• _데이터 목록_
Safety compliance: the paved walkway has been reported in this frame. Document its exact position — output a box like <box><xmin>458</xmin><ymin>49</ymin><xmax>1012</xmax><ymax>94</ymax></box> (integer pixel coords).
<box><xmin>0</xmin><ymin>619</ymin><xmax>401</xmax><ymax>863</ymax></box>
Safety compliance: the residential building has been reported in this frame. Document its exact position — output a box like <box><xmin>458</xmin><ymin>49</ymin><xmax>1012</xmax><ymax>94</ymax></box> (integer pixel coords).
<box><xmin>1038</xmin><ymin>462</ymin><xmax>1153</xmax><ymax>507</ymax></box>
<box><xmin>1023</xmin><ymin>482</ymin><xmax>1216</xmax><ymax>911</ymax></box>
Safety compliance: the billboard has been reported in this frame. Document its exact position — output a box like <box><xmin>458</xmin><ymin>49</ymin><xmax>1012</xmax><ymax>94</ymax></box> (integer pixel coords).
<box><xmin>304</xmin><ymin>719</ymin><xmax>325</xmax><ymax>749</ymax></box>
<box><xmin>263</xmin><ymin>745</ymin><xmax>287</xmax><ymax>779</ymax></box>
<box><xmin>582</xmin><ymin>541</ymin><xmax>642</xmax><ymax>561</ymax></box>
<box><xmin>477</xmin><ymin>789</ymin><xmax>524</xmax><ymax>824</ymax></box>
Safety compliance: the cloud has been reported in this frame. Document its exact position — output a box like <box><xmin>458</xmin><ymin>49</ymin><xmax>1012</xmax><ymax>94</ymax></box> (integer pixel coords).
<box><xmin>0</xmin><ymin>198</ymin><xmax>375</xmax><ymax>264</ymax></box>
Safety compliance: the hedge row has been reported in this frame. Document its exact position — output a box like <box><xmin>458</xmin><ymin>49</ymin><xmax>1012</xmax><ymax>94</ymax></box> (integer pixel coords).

• _연습 과제_
위 항목 전체에서 "Safety compliance" 표현을 모두 "Site inspection" 표현으로 수정하고 나머지는 그대로 둔 채 다시 써 줄 수 있나요?

• _아래 답변_
Site inspection: the paved walkway has been reported in this frame. Document its exact position — output a box like <box><xmin>458</xmin><ymin>49</ymin><xmax>1012</xmax><ymax>94</ymax></box> (integer pixel coords).
<box><xmin>0</xmin><ymin>619</ymin><xmax>401</xmax><ymax>863</ymax></box>
Site inspection: the residential building has been reported in this frame. Document its exact position — output a box like <box><xmin>458</xmin><ymin>49</ymin><xmax>1012</xmax><ymax>94</ymax></box> (integer pixel coords).
<box><xmin>1038</xmin><ymin>462</ymin><xmax>1153</xmax><ymax>507</ymax></box>
<box><xmin>1023</xmin><ymin>482</ymin><xmax>1216</xmax><ymax>911</ymax></box>
Site inspection: the billboard has been reported in this frame. Document its exact position — output a box like <box><xmin>458</xmin><ymin>49</ymin><xmax>1012</xmax><ymax>94</ymax></box> (integer pixel coords).
<box><xmin>304</xmin><ymin>719</ymin><xmax>325</xmax><ymax>749</ymax></box>
<box><xmin>263</xmin><ymin>745</ymin><xmax>287</xmax><ymax>779</ymax></box>
<box><xmin>582</xmin><ymin>541</ymin><xmax>642</xmax><ymax>561</ymax></box>
<box><xmin>477</xmin><ymin>789</ymin><xmax>524</xmax><ymax>824</ymax></box>
Site inspection: the cloud has been reported in this frame. Document its exact position — output a box like <box><xmin>458</xmin><ymin>49</ymin><xmax>1012</xmax><ymax>94</ymax></box> (integer pixel coords).
<box><xmin>0</xmin><ymin>198</ymin><xmax>375</xmax><ymax>264</ymax></box>
Site inspection: the hedge row has been reported in this frame. Document its exact position — output a box like <box><xmin>458</xmin><ymin>49</ymin><xmax>1012</xmax><ymax>94</ymax></box> (integer pixel coords).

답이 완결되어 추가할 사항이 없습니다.